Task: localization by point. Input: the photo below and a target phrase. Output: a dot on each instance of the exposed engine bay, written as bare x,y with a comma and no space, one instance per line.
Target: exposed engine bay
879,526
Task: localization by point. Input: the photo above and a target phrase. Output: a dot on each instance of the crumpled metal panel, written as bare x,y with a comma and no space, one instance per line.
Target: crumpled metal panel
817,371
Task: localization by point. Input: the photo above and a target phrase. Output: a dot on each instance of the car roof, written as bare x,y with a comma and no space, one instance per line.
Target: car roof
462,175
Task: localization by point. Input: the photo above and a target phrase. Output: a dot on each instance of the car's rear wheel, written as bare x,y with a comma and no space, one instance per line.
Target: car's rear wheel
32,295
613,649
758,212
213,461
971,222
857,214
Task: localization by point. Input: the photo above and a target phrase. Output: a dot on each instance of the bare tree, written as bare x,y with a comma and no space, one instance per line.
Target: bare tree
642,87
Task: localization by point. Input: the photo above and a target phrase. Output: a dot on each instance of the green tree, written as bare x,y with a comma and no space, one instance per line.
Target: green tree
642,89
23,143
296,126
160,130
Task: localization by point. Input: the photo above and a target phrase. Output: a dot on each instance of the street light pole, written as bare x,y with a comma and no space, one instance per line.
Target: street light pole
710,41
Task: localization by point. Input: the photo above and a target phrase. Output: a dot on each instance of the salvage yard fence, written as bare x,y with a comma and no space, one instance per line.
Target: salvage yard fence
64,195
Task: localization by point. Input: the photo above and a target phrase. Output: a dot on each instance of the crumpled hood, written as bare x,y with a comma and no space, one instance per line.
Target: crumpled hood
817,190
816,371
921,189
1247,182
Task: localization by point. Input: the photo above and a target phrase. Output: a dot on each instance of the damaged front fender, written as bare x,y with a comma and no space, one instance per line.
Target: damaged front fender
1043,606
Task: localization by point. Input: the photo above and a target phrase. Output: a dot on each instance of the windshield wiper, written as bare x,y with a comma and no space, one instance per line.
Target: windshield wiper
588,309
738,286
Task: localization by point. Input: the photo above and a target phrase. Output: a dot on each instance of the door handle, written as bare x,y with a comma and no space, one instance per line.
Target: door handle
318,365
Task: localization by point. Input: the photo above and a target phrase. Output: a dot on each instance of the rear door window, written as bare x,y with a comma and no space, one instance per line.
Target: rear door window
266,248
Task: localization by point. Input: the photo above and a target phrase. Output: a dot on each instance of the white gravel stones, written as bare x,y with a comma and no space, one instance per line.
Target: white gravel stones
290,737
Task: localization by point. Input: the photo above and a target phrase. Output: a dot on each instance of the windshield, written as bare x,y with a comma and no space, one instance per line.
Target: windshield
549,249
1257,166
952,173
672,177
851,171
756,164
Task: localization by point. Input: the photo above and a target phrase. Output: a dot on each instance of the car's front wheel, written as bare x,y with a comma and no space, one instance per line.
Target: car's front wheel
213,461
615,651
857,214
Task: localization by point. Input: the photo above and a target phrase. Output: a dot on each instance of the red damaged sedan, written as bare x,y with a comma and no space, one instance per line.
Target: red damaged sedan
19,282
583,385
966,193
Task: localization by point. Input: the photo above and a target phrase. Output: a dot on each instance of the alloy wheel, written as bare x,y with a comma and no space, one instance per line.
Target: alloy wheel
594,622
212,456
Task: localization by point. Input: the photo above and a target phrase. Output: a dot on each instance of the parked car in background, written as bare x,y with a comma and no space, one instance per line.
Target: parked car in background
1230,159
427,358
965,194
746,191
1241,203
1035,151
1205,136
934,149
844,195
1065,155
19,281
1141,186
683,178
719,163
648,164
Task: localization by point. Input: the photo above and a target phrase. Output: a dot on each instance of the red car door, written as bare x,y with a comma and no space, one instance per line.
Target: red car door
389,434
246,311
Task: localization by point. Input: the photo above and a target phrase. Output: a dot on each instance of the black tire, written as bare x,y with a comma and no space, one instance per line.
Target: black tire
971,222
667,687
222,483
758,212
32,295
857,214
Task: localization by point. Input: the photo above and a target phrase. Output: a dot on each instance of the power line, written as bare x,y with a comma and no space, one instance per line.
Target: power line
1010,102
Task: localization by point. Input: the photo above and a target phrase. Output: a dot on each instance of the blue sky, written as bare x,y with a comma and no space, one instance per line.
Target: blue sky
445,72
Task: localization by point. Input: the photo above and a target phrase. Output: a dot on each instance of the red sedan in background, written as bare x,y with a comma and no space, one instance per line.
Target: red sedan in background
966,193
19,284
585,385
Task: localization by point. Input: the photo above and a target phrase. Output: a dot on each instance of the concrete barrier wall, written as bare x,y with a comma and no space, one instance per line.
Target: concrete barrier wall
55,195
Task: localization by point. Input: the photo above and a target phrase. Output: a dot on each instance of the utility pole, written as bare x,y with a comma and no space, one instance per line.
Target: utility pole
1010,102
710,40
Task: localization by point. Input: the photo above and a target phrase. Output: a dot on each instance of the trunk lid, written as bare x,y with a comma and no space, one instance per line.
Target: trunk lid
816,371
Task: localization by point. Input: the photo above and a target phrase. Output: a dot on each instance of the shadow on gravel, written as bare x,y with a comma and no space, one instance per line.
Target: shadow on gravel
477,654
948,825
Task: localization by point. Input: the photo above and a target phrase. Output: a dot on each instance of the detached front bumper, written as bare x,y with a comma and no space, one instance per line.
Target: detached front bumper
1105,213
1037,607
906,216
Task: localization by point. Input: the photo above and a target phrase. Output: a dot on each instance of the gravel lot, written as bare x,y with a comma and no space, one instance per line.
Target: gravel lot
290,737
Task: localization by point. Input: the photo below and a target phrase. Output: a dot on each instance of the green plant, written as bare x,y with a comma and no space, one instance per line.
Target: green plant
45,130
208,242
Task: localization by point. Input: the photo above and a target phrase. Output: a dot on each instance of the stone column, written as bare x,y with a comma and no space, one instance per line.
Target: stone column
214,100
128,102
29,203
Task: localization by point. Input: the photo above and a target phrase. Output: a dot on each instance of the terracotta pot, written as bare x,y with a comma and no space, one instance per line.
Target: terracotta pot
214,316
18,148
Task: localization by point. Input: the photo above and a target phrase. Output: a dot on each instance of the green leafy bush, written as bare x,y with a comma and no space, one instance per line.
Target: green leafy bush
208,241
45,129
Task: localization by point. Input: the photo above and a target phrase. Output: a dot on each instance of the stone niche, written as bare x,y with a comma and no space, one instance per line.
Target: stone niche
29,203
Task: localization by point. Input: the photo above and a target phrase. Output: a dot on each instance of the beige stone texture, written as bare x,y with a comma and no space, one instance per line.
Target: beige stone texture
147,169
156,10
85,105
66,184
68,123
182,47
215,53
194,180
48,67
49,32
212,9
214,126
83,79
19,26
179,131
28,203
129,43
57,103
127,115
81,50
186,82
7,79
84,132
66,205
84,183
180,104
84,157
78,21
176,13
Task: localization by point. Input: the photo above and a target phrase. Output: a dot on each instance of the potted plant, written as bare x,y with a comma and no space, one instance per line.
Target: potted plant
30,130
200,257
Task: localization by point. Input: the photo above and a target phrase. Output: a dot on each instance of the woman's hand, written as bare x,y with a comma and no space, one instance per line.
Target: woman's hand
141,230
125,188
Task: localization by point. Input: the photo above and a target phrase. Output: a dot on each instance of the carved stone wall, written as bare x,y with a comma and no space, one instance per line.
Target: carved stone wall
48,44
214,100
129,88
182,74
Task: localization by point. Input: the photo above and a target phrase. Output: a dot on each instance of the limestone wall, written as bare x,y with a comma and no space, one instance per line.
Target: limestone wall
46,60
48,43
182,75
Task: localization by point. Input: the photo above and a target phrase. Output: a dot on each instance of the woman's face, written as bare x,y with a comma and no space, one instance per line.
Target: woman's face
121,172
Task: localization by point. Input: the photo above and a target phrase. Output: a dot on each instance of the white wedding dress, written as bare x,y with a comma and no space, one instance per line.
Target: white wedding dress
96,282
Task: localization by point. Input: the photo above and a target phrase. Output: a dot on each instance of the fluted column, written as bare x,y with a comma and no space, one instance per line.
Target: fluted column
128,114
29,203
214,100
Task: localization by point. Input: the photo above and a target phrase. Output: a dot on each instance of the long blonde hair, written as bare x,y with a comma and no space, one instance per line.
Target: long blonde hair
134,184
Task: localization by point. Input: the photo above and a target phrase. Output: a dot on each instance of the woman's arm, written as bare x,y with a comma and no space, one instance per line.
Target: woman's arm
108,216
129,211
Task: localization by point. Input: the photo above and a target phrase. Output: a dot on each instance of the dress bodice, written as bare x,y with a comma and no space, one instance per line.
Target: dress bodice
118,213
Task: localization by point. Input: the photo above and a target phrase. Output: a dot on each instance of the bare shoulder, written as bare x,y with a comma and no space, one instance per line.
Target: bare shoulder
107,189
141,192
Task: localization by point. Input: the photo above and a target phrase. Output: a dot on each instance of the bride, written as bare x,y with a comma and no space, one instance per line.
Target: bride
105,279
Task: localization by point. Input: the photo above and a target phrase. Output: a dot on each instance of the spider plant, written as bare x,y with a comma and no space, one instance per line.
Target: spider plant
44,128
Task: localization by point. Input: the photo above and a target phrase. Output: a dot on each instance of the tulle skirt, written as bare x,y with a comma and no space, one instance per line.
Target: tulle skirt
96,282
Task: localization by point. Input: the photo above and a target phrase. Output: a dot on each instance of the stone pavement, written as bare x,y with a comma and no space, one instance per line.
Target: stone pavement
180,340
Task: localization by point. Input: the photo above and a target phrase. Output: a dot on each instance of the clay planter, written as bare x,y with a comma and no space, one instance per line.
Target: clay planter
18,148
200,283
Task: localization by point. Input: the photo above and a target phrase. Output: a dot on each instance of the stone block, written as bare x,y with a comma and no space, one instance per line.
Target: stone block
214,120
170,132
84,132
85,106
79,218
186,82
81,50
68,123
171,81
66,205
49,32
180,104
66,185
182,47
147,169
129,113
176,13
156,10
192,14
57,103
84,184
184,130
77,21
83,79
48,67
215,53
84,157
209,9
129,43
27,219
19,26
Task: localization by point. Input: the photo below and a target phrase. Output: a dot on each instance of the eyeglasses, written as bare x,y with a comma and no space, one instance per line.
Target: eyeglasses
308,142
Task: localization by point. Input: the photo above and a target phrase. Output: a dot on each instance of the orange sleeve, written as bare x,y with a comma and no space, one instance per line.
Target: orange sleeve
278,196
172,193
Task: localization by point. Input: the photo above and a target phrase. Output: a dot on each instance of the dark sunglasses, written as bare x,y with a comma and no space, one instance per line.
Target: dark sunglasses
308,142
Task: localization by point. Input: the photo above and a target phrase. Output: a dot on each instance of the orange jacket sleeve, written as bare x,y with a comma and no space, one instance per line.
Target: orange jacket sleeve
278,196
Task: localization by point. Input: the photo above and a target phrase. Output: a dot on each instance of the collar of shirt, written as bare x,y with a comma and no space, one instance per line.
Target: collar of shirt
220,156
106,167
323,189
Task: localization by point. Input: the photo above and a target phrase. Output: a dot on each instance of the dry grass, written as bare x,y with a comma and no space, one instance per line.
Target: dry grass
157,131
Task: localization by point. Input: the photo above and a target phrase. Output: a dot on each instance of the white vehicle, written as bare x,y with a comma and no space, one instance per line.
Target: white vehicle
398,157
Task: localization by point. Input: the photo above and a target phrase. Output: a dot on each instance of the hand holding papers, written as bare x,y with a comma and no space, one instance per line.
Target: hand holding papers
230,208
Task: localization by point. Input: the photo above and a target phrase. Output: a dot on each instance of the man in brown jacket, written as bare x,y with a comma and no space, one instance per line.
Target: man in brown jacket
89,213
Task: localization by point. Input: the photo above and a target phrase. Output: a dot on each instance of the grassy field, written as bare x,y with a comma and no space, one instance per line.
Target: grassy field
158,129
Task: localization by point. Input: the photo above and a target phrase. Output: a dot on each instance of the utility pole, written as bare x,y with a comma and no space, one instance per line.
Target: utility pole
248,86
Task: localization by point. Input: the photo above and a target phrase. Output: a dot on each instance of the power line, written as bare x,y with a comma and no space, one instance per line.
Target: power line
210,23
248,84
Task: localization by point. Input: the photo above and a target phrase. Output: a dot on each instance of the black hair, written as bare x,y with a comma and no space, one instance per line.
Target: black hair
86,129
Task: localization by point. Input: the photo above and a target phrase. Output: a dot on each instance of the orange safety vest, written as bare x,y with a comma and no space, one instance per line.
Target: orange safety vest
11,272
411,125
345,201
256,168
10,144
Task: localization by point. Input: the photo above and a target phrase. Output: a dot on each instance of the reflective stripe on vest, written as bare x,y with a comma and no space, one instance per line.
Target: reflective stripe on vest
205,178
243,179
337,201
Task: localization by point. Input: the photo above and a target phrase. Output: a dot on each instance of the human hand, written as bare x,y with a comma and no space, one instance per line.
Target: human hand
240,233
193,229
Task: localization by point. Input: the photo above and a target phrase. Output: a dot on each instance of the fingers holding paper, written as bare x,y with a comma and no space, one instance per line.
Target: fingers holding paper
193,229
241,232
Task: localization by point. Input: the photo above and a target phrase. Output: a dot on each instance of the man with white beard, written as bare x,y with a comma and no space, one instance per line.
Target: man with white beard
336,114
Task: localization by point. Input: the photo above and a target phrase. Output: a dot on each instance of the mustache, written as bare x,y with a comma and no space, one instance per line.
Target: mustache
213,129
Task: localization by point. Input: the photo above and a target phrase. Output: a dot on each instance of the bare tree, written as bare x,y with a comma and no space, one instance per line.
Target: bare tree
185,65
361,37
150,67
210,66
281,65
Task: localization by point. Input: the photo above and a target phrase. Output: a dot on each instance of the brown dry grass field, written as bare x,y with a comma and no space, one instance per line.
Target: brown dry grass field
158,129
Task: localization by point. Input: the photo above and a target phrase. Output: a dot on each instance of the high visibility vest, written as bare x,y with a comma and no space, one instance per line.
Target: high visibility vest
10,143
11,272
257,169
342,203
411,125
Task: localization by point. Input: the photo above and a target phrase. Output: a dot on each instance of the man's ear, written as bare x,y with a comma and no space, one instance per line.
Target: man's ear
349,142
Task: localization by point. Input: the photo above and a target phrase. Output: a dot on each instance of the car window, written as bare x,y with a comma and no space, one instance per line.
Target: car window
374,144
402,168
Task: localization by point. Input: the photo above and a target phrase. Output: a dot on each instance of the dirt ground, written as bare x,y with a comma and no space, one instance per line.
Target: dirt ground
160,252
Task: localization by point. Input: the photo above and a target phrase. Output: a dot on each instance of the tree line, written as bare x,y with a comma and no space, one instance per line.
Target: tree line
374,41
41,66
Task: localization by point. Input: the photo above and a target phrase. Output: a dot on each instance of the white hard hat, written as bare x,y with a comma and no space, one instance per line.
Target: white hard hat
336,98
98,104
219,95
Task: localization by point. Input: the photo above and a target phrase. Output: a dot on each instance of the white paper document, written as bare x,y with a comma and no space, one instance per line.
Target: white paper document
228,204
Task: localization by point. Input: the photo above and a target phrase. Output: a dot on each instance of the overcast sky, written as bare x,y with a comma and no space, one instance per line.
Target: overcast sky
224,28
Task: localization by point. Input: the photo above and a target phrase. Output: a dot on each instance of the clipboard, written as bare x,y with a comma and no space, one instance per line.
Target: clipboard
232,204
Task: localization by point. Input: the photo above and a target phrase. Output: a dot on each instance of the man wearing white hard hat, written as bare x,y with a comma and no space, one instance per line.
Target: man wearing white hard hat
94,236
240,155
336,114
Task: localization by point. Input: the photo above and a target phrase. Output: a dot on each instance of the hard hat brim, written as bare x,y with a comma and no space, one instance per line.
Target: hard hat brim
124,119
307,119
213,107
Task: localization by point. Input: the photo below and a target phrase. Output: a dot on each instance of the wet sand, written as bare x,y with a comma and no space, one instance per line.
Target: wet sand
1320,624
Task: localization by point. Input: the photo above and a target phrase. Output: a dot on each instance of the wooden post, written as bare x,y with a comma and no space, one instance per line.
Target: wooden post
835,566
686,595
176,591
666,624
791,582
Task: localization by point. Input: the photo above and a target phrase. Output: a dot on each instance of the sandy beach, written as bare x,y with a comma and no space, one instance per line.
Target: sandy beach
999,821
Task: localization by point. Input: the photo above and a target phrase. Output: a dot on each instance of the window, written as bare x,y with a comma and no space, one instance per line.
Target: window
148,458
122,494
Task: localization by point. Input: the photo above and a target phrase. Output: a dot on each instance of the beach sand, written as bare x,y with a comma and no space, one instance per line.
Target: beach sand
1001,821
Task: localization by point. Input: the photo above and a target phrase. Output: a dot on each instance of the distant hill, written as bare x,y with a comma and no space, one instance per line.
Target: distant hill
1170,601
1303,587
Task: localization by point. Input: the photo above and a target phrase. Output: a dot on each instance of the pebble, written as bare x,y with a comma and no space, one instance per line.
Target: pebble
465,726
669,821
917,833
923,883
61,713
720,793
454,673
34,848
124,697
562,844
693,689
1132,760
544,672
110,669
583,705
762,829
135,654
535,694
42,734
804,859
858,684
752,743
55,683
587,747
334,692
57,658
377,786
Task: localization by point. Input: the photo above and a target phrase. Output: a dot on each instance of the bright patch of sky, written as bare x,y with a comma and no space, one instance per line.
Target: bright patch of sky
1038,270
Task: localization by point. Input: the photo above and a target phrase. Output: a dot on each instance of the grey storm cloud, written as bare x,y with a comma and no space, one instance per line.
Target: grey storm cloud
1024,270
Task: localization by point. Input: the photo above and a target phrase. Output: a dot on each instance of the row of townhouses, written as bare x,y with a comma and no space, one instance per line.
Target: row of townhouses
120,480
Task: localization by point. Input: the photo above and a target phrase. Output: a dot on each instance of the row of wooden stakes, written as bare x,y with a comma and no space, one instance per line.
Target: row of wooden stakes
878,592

###

→ WORK TASK
Would you filter the entries above and keep each line that has the word "below"?

→ RESPONSE AREA
Task: localization by point. Input: the photo below and a target phrase. Output: a dot on each instance of the exposed engine bay, written as bare x,y with a comma and no space, one instance per line.
Task: localization by point. Input: the photo below and a target phrase. Output: a dot on each instance of the green plant, written as bare x,y with a comma and no space, one instance per line.
Task: localization by point. Input: the photo below and a target phrase. Output: a dot on each instance of the eyeglasses, written as bare x,y with a comma and no space, one instance per line.
Task: localization by point. Input: the photo below and a target phrase. Output: a dot on each instance of the wet sand, written as bare x,y with a comma and no space, one instance per line.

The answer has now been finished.